How to verify this spec
Every numbered section contains runnable examples. To verify:
cargo run -p corvid-cli -- test specThis compiles every code block in every .md file in this directory against the current Corvid toolchain. Broken examples fail CI.
Toolchain commands introduced by this spec
The effect system ships with a set of CLI commands that make the dimensional algebra operable from the command line:
| Command | What it does |
|---|---|
corvid test dimensions | Run algebraic-law proptest suites on every custom dimension declared in corvid.toml |
corvid test spec | Re-compile every .cor example block in this directory against the current toolchain |
corvid test spec --site-out <DIR> | Render this executable spec as static HTML with Run-in-REPL buttons for every Corvid fence |
corvid test spec --meta | Run meta-verification: mutate the verifier, confirm each counter-example is caught |
corvid test rewrites | Run preserved-semantics rewrite verification; drift reports name the rewrite rule and law |
corvid test adversarial | Run the LLM-driven bypass generator against the effect checker |
corvid effect-diff <before> <after> | Diff the composed effect profile between two revisions and report constraint firings |
corvid add-dimension <name>@<version> [--registry <index>] | Install a signed dimension from the Corvid effect registry, verify hash/signature/laws/proofs/regressions |
corvid add-dimension ./dimension.dim.toml | Install a local custom dimension or signed dimension artifact after law/proof/regression verification |
See 01-dimensional-syntax.md §5 and 02-composition-algebra.md §9–§11 for how each command fits into the dimensional model.
Correctness guarantees
The Corvid compiler’s effect system ships with five verification techniques running on every CI build:
- Cross-tier differential verification. The same program’s effect profile is computed by four tiers (type checker, interpreter, native codegen, replay) and they must all agree. Any divergence fails the build.
- Adversarial LLM-driven bypass generation. An LLM generates programs designed to bypass the effect checker. The compiler must reject every one.
- Preserved-semantics fuzzing. Programs are randomly rewritten in ways that should preserve the effect profile. If the profile changes, the analyzer is non-compositional.
- Mutation testing. Known-correct programs are systematically mutated. Every mutation must be caught by the compiler.
- Regression corpus. Every historical bypass attempt, including community-submitted bounties, is permanently tested. New releases cannot regress old catches.
Details of each in 12-verification.md.
Contributing
If you find a program that should be rejected but compiles clean — or accepted but is rejected incorrectly — use the effect-system bounty process. Accepted bypasses are credited to the reporter and added to counterexamples/ as a permanent regression test.

• [SUPPLIED INFORMATION]:

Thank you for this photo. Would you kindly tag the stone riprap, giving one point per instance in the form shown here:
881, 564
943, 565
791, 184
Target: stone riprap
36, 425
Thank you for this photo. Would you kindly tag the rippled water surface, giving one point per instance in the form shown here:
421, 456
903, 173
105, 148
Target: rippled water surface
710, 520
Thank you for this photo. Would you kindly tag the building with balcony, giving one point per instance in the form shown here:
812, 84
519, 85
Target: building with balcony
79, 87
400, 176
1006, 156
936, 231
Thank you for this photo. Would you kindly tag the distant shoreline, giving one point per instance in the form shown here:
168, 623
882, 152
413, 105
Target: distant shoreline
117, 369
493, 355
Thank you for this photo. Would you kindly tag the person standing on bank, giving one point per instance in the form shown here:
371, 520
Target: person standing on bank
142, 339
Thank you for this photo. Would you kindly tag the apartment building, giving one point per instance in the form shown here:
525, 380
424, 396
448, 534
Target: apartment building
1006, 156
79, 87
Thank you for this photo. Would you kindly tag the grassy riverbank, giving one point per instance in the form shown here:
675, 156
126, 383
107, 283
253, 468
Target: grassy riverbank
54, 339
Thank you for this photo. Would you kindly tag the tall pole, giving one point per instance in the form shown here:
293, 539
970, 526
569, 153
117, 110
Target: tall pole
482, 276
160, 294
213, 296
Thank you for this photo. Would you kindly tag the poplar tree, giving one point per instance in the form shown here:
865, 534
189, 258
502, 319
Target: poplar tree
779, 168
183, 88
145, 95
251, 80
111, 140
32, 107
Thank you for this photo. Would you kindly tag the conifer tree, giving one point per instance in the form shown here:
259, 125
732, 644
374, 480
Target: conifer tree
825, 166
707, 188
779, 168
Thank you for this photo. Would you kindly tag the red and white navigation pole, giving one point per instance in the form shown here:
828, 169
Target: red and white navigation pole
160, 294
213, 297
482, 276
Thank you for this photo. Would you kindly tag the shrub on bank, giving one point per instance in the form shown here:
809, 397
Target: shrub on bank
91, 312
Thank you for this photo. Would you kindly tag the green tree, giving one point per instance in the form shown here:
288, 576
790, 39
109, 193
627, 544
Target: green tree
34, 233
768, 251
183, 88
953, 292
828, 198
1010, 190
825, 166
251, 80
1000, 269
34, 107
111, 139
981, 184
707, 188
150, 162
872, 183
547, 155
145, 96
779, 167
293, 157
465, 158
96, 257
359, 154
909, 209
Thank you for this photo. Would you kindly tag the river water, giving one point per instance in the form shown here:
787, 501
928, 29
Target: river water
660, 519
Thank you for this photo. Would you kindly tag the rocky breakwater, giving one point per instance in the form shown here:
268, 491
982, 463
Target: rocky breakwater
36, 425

• [EXERCISE INSTRUCTIONS]:
A) Translate this sentence from the Corvid spec into Spanish: "Every mutation must be caught by the compiler."
B) Answer these questions from the Corvid spec:
(i) How many tiers compute the same program's effect profile in cross-tier differential verification?
(ii) Which command diffs the composed effect profile between two revisions?
(iii) Where are accepted bypasses added as a permanent regression test?
You can ignore the rows; none of the work depends on them.

• [SOLVED TASKS]:
A) Cada mutación debe ser detectada por el compilador.

B)
(i) Four
(ii) corvid effect-diff <before> <after>
(iii) counterexamples/